**Document text:**

┄┄┄┄┄┄

The Congressional Oversight Panel is out with a very thorough report on the continuing risks of troubled assets. I’ve included the full report with some highlights below. In a nutshell, we’re a long way from being out of the woods with regards to toxic assets. This is a must read for anyone still trying to wrap their head around these issues:
If the economy worsens, especially if unemployment remains elevated or if the
commercial real estate market collapses, then defaults will rise and the troubled assets will continue to deteriorate in value. Banks will incur further losses on their troubled assets. The financial system will remain vulnerable to the crisis conditions that TARP was meant to fix.
The problem of troubled assets is especially serious for the balance sheets of small
banks. Small banks‘ troubled assets are generally whole loans, but Treasury‘s main
program for removing troubled assets from banks‘ balance sheets, the PPIP will at present address only troubled mortgage securities and not whole loans. The problem is compounded by the fact that banks smaller than those subjected to stress tests also hold
greater concentrations of commercial real estate loans, which pose a potential threat of high defaults. Moreover, small banks have more difficulty accessing the capital markets than larger banks. Despite these difficulties, the adequacy of small banks‘ capital buffers has not been evaluated under the stress tests.

┄┄┄┄┄┄

**Input data:**
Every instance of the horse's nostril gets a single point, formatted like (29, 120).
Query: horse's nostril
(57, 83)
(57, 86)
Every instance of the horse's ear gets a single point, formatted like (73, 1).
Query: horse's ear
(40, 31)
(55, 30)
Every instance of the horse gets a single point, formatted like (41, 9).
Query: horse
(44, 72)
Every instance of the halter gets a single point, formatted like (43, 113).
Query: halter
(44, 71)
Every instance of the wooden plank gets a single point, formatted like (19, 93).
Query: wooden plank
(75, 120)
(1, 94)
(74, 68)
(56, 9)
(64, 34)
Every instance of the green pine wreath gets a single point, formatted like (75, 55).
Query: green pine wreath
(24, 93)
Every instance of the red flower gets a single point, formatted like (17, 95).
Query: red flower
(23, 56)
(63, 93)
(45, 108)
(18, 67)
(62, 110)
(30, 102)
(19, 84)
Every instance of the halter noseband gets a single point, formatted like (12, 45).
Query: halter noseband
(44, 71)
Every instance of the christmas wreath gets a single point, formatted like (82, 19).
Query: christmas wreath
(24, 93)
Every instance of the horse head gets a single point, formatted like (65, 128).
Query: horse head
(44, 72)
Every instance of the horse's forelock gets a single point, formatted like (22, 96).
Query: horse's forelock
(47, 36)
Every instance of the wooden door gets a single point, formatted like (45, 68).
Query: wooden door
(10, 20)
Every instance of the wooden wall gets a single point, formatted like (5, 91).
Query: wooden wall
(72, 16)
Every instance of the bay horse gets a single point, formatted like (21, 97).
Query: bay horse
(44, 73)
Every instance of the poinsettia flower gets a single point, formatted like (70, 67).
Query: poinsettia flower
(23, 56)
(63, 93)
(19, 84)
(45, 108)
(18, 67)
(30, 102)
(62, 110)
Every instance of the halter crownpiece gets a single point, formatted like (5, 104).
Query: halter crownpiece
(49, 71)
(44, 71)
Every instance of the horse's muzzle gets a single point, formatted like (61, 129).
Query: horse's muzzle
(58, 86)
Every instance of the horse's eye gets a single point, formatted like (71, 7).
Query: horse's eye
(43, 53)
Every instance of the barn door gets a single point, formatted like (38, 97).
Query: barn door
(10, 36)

┄┄┄┄┄┄

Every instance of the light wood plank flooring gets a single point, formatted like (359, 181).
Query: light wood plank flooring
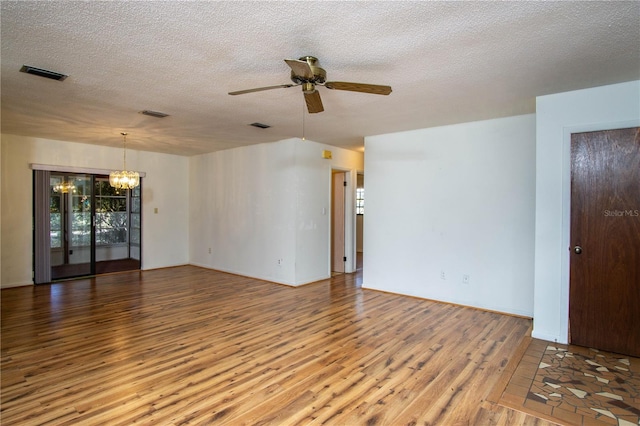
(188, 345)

┄┄┄┄┄┄

**How to complete this task:** Write what follows the last sentence of the passage on the Congressional Oversight Panel's report about troubled bank assets, continuing in its style.

**Response below:**
This crisis was years in the making, and it won‘t be resolved overnight. But we are
now ten months into TARP, and troubled assets remain a substantial danger to the financial system. Treasury has taken aggressive action to stabilize the banks, and the steps it has taken to address the problem of troubled assets, including capital infusions, stress-testing, continued monitoring of financial institutions‘ capital, and PPIP, have provided substantial protections against a repeat of 2008. These steps have also allowed the banks to take significant losses while building reserves. Nonetheless, financial stability remains at risk if the underlying problem of troubled assets remains unresolved.